start LISTED ENTRIES
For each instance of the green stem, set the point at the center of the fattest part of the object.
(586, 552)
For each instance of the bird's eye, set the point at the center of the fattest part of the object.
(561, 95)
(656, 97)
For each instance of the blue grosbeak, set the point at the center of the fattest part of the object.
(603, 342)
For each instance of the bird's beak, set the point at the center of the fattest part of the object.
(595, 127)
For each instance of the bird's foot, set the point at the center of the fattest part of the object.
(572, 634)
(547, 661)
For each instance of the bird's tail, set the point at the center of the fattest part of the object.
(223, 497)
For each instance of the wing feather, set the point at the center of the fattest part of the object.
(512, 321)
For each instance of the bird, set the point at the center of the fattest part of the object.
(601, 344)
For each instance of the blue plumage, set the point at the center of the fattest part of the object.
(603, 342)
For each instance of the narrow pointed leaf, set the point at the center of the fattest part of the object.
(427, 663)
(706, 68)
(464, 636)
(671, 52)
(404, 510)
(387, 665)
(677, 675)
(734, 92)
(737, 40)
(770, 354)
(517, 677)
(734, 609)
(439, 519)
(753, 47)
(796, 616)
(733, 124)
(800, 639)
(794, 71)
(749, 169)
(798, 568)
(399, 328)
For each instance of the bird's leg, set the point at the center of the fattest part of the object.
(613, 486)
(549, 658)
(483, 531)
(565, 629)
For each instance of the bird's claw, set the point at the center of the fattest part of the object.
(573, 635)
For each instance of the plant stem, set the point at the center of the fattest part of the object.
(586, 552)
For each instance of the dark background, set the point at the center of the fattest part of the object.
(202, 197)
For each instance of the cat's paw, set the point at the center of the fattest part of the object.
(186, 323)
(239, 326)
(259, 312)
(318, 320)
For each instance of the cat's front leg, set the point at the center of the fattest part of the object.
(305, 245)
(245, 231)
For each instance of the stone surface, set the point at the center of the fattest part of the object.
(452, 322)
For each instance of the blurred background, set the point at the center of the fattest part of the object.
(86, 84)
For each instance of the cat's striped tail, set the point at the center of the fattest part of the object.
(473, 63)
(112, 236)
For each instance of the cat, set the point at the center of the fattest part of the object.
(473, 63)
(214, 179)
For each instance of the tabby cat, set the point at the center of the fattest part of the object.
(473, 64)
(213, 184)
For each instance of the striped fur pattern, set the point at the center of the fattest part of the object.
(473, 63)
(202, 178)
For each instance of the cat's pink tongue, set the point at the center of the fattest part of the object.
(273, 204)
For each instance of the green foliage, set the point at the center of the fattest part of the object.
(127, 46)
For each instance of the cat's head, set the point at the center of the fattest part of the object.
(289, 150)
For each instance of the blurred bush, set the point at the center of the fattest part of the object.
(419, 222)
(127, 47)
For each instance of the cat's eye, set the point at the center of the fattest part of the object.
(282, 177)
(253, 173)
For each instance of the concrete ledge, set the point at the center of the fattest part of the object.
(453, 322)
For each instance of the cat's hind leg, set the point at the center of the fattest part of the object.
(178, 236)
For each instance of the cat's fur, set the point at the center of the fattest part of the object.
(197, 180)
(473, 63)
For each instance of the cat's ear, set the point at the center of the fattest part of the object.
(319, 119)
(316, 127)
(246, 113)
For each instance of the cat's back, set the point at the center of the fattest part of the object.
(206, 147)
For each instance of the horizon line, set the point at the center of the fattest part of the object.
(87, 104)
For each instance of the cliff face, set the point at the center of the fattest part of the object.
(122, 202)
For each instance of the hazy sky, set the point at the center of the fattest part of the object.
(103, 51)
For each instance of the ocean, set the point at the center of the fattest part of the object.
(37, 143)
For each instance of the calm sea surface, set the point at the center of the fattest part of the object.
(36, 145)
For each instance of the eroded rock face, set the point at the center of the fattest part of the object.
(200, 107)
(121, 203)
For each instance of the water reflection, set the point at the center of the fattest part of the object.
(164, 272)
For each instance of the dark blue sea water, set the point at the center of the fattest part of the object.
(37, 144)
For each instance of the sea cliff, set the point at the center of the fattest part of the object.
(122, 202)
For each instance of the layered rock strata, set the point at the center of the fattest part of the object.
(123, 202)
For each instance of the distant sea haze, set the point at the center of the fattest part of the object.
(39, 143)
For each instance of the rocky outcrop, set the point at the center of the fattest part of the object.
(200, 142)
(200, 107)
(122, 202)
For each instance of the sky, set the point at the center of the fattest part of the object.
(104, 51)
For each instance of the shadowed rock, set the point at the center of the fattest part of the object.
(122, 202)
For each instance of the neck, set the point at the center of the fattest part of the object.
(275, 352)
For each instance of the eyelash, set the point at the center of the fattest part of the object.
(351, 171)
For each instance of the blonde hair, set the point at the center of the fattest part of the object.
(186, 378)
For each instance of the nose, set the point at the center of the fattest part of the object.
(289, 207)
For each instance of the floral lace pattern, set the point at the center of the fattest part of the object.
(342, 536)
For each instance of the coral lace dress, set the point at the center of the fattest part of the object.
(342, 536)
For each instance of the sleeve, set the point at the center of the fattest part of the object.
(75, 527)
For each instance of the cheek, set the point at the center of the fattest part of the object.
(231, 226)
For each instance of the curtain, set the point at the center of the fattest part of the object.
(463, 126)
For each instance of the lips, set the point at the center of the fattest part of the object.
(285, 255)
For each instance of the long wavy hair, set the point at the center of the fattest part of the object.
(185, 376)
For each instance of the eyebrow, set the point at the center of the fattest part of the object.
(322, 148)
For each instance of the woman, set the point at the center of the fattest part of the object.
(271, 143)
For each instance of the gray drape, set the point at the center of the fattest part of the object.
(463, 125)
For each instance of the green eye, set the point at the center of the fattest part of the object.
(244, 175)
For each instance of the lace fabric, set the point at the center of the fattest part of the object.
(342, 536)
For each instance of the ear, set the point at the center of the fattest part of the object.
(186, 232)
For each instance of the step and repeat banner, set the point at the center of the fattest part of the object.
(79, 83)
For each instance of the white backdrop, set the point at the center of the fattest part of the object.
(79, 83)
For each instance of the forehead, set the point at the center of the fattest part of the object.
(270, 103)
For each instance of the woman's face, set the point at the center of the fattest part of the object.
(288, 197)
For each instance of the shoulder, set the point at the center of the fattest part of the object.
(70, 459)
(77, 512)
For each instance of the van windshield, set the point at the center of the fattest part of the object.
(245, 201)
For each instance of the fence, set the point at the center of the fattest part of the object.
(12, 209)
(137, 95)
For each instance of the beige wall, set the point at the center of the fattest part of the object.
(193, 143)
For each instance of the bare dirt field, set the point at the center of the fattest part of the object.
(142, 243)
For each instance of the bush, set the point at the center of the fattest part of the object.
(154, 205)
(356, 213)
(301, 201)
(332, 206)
end LISTED ENTRIES
» EXERCISE DETAILS:
Write out all the lines again, exactly as they are.

» ANSWER TO THE EXERCISE:
For each instance of the green stem, set the point at the center of the fattest part of the object.
(586, 552)
For each instance of the bird's eye, set the point at the center of the fattest part of the object.
(561, 95)
(656, 97)
For each instance of the blue grosbeak, set the point at the center of the fattest part of the object.
(603, 342)
For each instance of the bird's beak, set the point at the center of the fattest part of the object.
(595, 127)
For each instance of the bird's foot, set the point at the center of the fattest part of the object.
(572, 634)
(547, 661)
For each instance of the bird's tail, set the point at the center of the fattest part of the object.
(223, 497)
For each instance of the wing feather, set the point at the center of the fattest part of the object.
(512, 321)
For each instance of the bird, set the point at the center of the fattest part of the object.
(601, 344)
For each instance of the blue plumage, set the point at the center of the fattest part of the object.
(603, 342)
For each instance of the narrow pointed leaf, set the point at the center of the fattest part of the object.
(427, 663)
(706, 68)
(464, 636)
(671, 52)
(404, 510)
(387, 665)
(677, 675)
(734, 92)
(737, 40)
(770, 354)
(517, 677)
(734, 609)
(439, 519)
(753, 47)
(796, 616)
(733, 124)
(800, 639)
(794, 71)
(749, 169)
(798, 568)
(399, 328)
For each instance of the bird's leg, set the point at the center of the fattest part of the object.
(613, 486)
(549, 658)
(483, 531)
(565, 629)
For each instance of the bird's claw, set the point at the center of the fattest part of the object.
(573, 635)
For each instance of the plant stem, set the point at the center of the fattest part of the object.
(586, 552)
For each instance of the dark background, set the point at the center of the fattest part of the object.
(202, 197)
For each instance of the cat's paw, set the point at the center of the fattest part of the object.
(186, 323)
(239, 326)
(259, 312)
(318, 320)
For each instance of the cat's front leg, set the point at the center of the fattest part of the object.
(305, 245)
(245, 231)
For each instance of the stone surface, set the point at the center of the fattest part of the object.
(452, 322)
For each instance of the blurred background, set the point at the center of the fattest part of the object.
(86, 84)
For each instance of the cat's striped tail, set the point at the center of the fattest part of the object.
(473, 63)
(112, 236)
For each instance of the cat, set the point at the center of the fattest part of the object.
(473, 63)
(214, 179)
For each instance of the tabby cat, set the point at the center of the fattest part of the object.
(473, 64)
(213, 184)
For each instance of the striped fur pattern, set the point at the center of the fattest part of the object.
(473, 63)
(202, 178)
For each instance of the cat's pink tongue, set the point at the center of the fattest part of the object.
(273, 204)
For each instance of the green foliage, set the point at the center of the fattest part of the object.
(127, 46)
For each instance of the cat's head, set the point at the center of the fattest part of the object.
(289, 150)
For each instance of the blurred bush, set the point at the center of the fattest part of the object.
(419, 222)
(127, 47)
For each instance of the cat's eye, set the point at the center of the fattest part of the object.
(282, 177)
(253, 173)
For each instance of the concrete ledge, set the point at the center of the fattest part of the object.
(453, 322)
For each instance of the cat's hind leg, set the point at the center of the fattest part of the object.
(178, 236)
For each instance of the cat's fur, set the point at the center of the fattest part of the object.
(197, 180)
(473, 63)
For each instance of the cat's ear, set the point at the center of the fattest part of the object.
(319, 119)
(316, 127)
(246, 113)
For each instance of the cat's back, set the point at the center of the fattest part of the object.
(206, 147)
For each instance of the horizon line, set the point at the center of the fattest part of the object.
(87, 104)
For each instance of the cliff face, set the point at the center of the fattest part of the object.
(122, 202)
For each instance of the hazy sky, set the point at the center of the fattest part of the object.
(103, 51)
For each instance of the ocean, set the point at the center of the fattest part of the object.
(37, 143)
For each instance of the calm sea surface, set the point at the center of the fattest part of the object.
(36, 145)
For each instance of the eroded rock face, set the point at the center of the fattest part of the object.
(200, 107)
(121, 203)
For each instance of the water reflection, set the point at the center of the fattest part of the object.
(164, 272)
For each instance of the dark blue sea water, set the point at the center of the fattest part of the object.
(37, 144)
For each instance of the sea cliff, set the point at the center of the fattest part of the object.
(122, 202)
For each instance of the layered rock strata, set the point at the center of the fattest part of the object.
(123, 202)
For each instance of the distant sea haze, set the point at the center of the fattest part of the object.
(39, 143)
For each instance of the rocky outcrop, set the point at the center of the fattest part of the object.
(200, 142)
(200, 107)
(122, 202)
For each instance of the sky, set the point at the center of the fattest part of the object.
(104, 51)
For each instance of the shadowed rock, set the point at the center of the fattest part of the object.
(122, 202)
For each instance of the neck, set the point at the center of the fattest part of the object.
(275, 352)
For each instance of the eyelash, set the point at the center of the fattest part of the object.
(351, 171)
For each instance of the blonde hair, set the point at the center of the fattest part of the object.
(186, 378)
For each instance of the nose, set the point at the center of the fattest part of the object.
(289, 207)
For each instance of the floral lace pattern, set the point at the center of the fattest part of the object.
(342, 536)
For each instance of the coral lace dress, set the point at the center of the fattest part of the object.
(342, 536)
For each instance of the sleeve, set the point at the center of the fattest part of the object.
(75, 527)
For each instance of the cheek, set the point at the center of the fattest part of the object.
(231, 226)
For each instance of the curtain, set the point at the center of the fattest part of the object.
(463, 126)
For each instance of the lips, set the point at the center of the fattest part of the object.
(285, 255)
For each instance of the long wavy hair, set the point at the center of the fattest part of the object.
(185, 376)
For each instance of the eyebrow, set the point at the center of the fattest part of the object.
(322, 148)
For each instance of the woman, set the point at the center of the fattest part of the object.
(271, 143)
For each instance of the gray drape, set the point at the center of the fattest part of the object.
(463, 125)
For each instance of the green eye, set the point at the center of the fattest part of the object.
(244, 175)
For each instance of the lace fabric, set the point at the center of the fattest part of the object.
(342, 536)
For each instance of the ear, set the point at the center of the fattest part of the object.
(186, 232)
For each instance of the step and repeat banner, set the point at the center of the fattest part of the object.
(79, 83)
For each instance of the white backdrop, set the point at the center of the fattest part of the object.
(79, 83)
For each instance of the forehead, set the point at the center of the fattest part of the object.
(270, 103)
For each instance of the woman's face, set the point at the center of the fattest part of the object.
(288, 197)
For each instance of the shoulder, set the point at the center of the fattest part of the object.
(70, 459)
(77, 512)
For each instance of the van windshield, set the point at the center of the fattest part of the object.
(245, 201)
For each instance of the fence, set the point at the center of the fattest part of the object.
(12, 209)
(137, 95)
For each instance of the beige wall, set the point at the center of the fattest part of the object.
(193, 143)
For each instance of the bare dirt field, set the point at the center of the fattest part of the object.
(142, 243)
For each instance of the bush, set the point at the center of the fattest part of the object.
(154, 205)
(356, 213)
(301, 201)
(332, 206)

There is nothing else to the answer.